Exercise details:
The lines to return are those below that contain the word "riverbank".

--- START ---

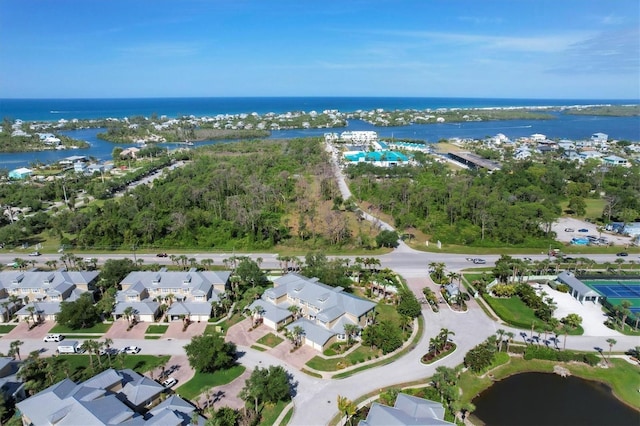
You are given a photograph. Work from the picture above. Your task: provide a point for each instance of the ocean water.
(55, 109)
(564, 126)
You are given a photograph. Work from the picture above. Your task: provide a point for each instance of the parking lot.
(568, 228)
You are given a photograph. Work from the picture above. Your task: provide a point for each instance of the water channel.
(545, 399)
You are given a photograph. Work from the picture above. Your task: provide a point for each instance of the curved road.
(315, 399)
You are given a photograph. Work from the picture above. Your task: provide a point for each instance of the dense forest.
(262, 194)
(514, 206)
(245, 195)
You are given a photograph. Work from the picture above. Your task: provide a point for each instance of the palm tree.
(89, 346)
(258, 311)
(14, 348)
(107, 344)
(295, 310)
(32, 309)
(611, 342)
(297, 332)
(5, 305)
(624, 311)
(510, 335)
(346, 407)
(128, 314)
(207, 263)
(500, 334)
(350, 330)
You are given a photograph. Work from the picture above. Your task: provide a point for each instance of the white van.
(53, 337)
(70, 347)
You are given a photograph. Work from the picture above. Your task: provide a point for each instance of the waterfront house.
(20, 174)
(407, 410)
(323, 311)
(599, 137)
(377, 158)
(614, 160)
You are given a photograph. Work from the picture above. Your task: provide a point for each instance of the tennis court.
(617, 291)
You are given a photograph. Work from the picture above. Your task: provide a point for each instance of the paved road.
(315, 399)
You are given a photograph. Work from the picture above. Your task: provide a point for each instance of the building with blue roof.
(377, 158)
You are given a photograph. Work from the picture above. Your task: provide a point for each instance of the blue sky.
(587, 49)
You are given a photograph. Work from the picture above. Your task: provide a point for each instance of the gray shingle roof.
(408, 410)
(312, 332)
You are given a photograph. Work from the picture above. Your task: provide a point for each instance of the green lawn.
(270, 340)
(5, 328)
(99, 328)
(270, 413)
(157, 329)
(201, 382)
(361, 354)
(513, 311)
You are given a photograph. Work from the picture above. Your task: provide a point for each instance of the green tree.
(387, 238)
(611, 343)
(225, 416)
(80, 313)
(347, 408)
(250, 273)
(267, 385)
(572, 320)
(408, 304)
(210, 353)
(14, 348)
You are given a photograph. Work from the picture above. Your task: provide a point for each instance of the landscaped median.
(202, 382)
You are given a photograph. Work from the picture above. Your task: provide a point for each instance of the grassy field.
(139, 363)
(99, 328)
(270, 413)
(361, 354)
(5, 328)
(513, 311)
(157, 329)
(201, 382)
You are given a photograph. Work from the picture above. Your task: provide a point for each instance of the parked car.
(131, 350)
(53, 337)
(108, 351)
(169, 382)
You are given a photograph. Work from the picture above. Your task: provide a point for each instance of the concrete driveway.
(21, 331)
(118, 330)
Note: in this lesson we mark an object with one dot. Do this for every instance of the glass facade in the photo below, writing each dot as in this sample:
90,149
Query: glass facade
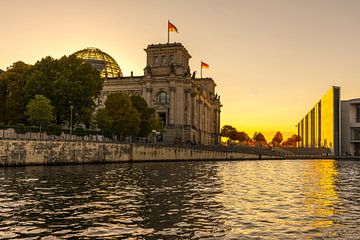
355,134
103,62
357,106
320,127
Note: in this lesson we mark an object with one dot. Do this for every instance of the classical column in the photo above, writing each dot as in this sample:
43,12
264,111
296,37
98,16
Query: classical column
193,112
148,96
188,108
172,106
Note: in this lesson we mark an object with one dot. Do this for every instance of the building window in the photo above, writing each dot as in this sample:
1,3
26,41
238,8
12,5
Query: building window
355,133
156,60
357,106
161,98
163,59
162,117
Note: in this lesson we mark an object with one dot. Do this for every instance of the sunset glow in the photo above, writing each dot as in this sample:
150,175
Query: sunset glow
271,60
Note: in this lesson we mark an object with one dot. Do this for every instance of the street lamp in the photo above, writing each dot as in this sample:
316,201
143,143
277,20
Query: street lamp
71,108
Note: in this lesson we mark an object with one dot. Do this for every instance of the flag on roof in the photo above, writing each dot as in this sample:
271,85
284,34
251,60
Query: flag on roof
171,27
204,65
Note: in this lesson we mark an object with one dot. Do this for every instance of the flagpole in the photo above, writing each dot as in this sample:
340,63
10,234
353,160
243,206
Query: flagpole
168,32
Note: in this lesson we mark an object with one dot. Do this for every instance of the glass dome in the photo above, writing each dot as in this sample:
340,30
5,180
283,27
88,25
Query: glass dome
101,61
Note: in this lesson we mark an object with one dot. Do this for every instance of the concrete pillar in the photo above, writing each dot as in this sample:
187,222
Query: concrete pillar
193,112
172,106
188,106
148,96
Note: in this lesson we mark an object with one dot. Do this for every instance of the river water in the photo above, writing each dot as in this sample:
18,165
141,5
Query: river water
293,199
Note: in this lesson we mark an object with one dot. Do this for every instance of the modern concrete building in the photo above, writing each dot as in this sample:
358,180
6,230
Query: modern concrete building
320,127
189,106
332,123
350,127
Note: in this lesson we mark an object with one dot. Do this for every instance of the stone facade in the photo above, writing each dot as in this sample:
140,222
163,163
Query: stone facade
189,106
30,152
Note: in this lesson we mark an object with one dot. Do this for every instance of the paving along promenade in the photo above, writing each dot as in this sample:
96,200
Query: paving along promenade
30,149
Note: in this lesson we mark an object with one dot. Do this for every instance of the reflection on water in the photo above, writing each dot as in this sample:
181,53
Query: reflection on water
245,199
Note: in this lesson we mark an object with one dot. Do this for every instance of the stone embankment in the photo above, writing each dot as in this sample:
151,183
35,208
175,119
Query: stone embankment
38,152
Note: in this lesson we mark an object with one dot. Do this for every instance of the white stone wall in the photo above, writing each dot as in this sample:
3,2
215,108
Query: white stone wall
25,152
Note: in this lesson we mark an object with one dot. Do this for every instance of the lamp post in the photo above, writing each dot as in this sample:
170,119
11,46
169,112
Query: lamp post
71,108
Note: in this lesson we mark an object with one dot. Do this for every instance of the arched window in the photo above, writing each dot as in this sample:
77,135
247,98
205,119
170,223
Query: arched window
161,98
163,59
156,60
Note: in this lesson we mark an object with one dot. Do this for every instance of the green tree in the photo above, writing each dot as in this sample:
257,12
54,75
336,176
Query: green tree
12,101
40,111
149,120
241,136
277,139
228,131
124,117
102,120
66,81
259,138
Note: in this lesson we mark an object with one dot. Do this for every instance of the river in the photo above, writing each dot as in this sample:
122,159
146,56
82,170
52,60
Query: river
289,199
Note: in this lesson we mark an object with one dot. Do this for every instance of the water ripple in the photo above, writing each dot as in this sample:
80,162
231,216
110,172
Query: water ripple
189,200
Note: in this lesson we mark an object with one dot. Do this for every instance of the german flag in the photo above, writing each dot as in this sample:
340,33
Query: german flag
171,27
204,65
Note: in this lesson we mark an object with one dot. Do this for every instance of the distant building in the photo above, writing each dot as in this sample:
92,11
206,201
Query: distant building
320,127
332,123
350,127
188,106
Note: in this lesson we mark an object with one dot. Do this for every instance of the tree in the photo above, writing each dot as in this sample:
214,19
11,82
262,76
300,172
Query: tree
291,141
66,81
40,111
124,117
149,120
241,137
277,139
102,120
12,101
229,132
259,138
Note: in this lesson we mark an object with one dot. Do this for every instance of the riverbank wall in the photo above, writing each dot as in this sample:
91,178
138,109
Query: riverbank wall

--- END ---

Solution to this exercise:
Note: in this lesson we mark an object with one dot. Do this for every instance of the riverbank wall in the photo above, writing each dot as in this sample:
Query: riverbank wall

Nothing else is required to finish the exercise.